▶ Extrait
Bien connaître son réseau : la sectorisation
En général, on admet que la recherche efficace de fuites dépend de deux principaux facteurs : la performance de l’équipement technique et la compétence de l’opérateur. Pour Pierre Mellac, il reste un autre facteur tout aussi important. « Ce paramètre, c'est la fuite elle-même c'est-à-dire la connaissance du réseau par le gestionnaire. Imaginez une fuite qui résonne peu. Le gestionnaire n'a aucun plan de son réseau et n'a aucune idée de la zone où la fuite peut se trouver. La recherche d'une telle fuite sera très complexe. Mais imaginez la même fuite cette fois avec un gestionnaire qui connaît son réseau et qui a un plan de sectorisation. On mettra moins de temps à trouver cette fuite car une partie des informations nécessaires à la recherche aura été fournie par le gestionnaire ». Pierre Mellac touche du doigt ainsi l'une des premières étapes dans la chasse aux fuites : la sectorisation du réseau.
Sectoriser le réseau va consister à le diviser en plusieurs secteurs. « C’est l’étape de supervision, explique Joël Noailly de chez Seba KMT, fabricant allemand. En aval d’une canalisation de transport par exemple, plusieurs canalisations de distribution vont alimenter différents quartiers d’une ville. Sectoriser, c'est par exemple surveiller les consommations de nuit qui sont anormales et constantes, et ceci grâce à un maillage adéquat réalisé par des débitmètres placés aux embranchements stratégiques du réseau. Vous connaissez alors les différents quartiers sur lesquels vous allez concentrer vos efforts ». Seba KMT propose la gamme de débitmètres à ultrasons UDM 200. Ces derniers réalisent par ultrasons des « mesures externes, ils s’installent facilement, et permettent de ne pas avoir de matériau ».
en contact avec l'eau potable ».
La sectorisation se fait aussi au moyen de compteurs classiques plus mécaniques, sans sonde. C'est de ce type de compteurs que la Régie d'eau potable de Denain (Nord) a équipé son réseau d'une centaine de kilomètres lorsqu’elle a procédé à cette première étape qu’est la sectorisation. « Nous avons installé une vingtaine de compteurs, explique Frédéric Liénard, responsable de la Régie d’eau potable de Denain. Ces compteurs étaient plus adaptés au personnel d’une petite régie communale comme la nôtre ».

▶ Jeu de données
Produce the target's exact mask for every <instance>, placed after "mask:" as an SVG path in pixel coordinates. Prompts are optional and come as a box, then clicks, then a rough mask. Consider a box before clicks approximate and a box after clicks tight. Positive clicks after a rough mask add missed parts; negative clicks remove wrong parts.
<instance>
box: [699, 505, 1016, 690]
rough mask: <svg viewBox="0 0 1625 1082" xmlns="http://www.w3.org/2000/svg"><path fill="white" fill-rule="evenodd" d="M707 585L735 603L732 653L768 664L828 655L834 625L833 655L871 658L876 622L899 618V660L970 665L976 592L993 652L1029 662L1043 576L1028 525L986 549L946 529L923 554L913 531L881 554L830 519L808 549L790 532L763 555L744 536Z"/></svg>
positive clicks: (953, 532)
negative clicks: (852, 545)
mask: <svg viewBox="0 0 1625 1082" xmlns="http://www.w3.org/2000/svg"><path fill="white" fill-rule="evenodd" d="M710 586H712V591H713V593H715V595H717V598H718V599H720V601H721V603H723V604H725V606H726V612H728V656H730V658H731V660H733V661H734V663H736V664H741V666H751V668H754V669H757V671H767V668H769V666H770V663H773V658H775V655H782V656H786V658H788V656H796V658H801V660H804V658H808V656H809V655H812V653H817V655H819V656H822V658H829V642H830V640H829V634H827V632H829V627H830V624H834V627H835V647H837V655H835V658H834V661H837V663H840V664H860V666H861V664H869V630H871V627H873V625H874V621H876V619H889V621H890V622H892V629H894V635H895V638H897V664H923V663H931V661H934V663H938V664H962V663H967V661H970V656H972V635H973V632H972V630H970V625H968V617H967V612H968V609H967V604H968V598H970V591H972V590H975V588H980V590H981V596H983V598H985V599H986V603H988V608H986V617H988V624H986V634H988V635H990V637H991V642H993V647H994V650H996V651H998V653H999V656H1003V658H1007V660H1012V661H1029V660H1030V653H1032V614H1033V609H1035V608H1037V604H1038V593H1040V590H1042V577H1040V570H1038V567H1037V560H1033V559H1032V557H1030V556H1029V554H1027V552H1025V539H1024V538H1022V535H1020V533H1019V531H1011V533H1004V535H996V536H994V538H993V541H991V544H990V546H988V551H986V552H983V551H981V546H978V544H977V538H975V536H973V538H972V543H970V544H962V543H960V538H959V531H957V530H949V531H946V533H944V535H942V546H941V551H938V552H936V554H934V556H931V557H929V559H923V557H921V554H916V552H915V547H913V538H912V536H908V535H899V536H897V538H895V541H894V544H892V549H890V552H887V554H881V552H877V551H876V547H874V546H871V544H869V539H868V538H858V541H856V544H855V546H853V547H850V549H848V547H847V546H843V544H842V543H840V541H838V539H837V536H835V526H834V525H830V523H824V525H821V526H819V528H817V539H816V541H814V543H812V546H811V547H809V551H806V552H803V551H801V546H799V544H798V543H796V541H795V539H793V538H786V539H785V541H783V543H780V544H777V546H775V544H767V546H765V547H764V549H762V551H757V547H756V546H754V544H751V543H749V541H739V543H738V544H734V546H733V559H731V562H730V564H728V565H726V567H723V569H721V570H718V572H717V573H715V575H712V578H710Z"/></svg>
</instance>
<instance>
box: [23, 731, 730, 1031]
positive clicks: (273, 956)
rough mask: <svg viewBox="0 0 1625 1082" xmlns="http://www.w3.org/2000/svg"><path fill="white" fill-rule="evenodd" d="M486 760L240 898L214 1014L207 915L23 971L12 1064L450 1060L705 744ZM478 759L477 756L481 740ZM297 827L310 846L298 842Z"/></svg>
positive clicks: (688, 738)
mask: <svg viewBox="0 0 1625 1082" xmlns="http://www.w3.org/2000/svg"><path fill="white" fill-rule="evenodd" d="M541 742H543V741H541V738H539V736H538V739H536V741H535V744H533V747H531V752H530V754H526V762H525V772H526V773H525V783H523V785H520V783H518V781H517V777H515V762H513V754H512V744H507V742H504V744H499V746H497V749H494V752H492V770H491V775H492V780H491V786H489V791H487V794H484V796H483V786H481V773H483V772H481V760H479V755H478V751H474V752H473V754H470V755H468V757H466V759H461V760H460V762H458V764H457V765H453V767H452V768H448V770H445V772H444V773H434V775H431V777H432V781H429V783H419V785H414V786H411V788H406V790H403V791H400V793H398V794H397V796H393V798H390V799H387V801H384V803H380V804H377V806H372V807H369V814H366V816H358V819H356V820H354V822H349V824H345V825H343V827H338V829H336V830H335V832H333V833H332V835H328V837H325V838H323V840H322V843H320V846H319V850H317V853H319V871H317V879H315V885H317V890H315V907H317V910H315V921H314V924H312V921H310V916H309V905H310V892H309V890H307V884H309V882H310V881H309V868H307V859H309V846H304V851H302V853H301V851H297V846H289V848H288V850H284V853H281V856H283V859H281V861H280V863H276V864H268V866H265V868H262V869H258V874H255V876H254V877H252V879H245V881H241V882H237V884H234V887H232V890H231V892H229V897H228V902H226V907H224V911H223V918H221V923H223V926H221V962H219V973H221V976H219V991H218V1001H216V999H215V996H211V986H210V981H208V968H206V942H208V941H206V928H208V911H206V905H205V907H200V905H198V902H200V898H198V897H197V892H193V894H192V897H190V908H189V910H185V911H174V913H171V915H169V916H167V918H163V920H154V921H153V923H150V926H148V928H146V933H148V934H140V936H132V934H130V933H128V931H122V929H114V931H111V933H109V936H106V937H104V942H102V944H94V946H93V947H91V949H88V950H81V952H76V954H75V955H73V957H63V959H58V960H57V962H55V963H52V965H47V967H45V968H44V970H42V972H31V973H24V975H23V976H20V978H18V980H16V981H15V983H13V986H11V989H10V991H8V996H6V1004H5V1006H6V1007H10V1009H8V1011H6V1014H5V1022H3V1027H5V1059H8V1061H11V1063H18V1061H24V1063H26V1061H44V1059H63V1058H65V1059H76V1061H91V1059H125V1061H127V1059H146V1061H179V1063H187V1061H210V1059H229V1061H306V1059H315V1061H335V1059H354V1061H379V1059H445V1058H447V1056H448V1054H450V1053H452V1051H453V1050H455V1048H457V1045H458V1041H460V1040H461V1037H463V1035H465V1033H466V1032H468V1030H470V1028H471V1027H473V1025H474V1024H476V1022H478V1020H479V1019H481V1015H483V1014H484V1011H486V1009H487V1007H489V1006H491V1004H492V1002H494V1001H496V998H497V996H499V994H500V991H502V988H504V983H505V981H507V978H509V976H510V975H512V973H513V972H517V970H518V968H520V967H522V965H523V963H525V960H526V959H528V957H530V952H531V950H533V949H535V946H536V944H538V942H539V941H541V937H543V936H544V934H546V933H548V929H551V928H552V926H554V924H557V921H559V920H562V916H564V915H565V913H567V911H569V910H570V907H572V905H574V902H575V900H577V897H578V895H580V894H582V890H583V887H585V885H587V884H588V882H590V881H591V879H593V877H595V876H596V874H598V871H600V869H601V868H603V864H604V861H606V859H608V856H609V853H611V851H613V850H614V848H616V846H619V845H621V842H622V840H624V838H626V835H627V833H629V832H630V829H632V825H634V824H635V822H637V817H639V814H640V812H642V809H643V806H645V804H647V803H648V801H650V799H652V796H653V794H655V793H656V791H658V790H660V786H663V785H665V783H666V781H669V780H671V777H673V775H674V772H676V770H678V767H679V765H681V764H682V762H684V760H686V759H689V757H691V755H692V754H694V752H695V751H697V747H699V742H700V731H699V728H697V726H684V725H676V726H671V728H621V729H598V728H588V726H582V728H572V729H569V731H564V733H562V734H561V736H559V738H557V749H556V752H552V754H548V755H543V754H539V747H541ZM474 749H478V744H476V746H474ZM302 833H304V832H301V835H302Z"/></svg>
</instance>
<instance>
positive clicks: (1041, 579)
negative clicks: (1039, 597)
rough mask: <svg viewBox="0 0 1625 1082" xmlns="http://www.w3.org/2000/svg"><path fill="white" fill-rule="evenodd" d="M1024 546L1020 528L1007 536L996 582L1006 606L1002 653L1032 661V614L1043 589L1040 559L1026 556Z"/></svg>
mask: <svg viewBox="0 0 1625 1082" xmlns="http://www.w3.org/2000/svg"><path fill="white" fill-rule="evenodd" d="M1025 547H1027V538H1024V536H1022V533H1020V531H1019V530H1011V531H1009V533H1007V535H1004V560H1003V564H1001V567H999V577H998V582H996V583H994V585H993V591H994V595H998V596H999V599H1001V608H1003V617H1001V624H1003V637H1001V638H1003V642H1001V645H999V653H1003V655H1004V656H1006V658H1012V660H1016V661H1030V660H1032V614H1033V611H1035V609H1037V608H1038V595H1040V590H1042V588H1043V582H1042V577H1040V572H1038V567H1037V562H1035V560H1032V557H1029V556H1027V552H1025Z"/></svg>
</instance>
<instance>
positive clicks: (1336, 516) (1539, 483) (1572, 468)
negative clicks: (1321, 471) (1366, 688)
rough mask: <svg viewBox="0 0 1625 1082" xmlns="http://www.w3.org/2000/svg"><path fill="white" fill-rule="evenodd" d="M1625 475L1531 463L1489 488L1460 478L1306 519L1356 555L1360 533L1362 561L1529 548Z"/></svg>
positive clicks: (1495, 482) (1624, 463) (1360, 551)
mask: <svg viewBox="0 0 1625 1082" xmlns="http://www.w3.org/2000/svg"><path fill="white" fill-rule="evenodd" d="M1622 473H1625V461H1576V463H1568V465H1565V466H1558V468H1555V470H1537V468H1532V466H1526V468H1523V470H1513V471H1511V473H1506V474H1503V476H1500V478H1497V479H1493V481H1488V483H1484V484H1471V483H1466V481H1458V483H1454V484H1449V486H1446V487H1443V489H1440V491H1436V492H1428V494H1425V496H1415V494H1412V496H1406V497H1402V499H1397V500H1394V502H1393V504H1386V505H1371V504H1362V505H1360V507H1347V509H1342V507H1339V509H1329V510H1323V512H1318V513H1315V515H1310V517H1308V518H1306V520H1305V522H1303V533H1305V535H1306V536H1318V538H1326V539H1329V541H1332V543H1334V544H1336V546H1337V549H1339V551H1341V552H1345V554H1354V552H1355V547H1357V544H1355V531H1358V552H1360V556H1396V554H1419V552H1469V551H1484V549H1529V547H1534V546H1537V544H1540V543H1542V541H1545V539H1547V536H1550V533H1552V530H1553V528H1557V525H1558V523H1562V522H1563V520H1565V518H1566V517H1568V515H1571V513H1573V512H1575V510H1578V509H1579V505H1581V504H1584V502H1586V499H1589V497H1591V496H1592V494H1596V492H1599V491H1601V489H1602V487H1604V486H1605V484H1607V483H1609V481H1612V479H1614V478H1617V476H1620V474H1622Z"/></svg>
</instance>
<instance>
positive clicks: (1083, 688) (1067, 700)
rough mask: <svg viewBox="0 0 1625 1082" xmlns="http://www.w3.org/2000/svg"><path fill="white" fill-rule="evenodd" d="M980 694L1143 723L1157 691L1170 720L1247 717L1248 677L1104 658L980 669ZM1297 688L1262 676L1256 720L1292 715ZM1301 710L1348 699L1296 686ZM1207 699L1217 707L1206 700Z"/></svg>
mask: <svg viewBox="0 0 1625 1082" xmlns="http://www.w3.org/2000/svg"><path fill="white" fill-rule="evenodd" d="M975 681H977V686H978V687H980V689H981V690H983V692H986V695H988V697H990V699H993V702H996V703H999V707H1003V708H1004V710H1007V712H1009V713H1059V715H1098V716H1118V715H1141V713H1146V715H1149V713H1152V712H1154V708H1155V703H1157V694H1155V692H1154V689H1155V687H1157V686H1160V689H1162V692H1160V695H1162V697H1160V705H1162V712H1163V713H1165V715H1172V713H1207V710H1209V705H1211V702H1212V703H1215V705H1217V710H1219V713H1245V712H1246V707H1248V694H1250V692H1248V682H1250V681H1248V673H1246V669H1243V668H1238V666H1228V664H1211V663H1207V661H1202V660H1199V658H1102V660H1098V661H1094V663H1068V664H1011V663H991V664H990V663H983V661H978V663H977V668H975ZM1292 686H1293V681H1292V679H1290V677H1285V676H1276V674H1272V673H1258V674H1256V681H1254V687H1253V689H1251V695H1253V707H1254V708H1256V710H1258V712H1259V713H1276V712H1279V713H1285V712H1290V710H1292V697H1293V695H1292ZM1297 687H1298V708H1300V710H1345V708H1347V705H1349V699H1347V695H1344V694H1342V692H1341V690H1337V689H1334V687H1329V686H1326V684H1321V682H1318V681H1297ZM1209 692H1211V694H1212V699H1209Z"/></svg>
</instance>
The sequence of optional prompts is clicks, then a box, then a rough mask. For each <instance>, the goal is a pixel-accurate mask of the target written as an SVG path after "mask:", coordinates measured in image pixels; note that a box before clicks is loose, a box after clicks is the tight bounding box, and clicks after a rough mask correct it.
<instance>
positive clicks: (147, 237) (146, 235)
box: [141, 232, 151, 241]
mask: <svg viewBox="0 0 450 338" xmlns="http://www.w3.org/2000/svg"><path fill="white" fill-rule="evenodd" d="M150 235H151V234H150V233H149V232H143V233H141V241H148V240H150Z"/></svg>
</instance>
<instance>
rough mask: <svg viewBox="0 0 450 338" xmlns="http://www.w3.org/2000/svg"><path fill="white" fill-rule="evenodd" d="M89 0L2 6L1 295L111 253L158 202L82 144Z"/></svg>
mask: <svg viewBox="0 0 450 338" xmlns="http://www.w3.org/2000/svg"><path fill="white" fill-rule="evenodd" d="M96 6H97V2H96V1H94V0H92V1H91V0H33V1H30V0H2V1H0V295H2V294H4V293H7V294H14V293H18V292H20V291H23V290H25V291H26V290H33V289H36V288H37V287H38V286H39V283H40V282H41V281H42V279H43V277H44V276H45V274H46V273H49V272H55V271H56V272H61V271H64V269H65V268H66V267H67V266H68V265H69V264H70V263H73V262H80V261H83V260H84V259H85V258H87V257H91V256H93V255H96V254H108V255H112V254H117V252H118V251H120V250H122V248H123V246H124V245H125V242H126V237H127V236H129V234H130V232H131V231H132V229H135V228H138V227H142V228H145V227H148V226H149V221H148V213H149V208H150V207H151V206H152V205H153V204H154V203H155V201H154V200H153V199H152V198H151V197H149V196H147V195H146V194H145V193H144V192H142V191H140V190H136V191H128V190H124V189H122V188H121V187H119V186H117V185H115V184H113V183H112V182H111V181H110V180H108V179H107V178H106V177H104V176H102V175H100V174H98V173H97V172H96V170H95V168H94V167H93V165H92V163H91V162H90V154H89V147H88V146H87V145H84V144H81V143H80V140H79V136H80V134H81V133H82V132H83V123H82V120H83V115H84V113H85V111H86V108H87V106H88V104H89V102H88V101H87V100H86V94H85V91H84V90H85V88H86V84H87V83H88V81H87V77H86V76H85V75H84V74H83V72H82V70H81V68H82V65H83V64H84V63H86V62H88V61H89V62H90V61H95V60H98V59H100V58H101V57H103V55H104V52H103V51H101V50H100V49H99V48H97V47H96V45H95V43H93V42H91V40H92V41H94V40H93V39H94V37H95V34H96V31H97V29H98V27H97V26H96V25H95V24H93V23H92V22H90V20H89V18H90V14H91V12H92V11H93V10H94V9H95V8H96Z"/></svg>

▶ Consigne
D'après l'extrait, pourquoi met-on moins de temps à trouver une fuite qui résonne peu quand le gestionnaire connaît son réseau et dispose d'un plan de sectorisation ? Répondez en une à trois phrases. Les entrées proviennent d'une autre source.

▶ Votre réponse
Selon Pierre Mellac, le gestionnaire aura alors fourni une partie des informations nécessaires à la recherche. À l'inverse, un gestionnaire sans plan de son réseau n'a aucune idée de la zone où la fuite peut se trouver, ce qui rend la recherche très complexe.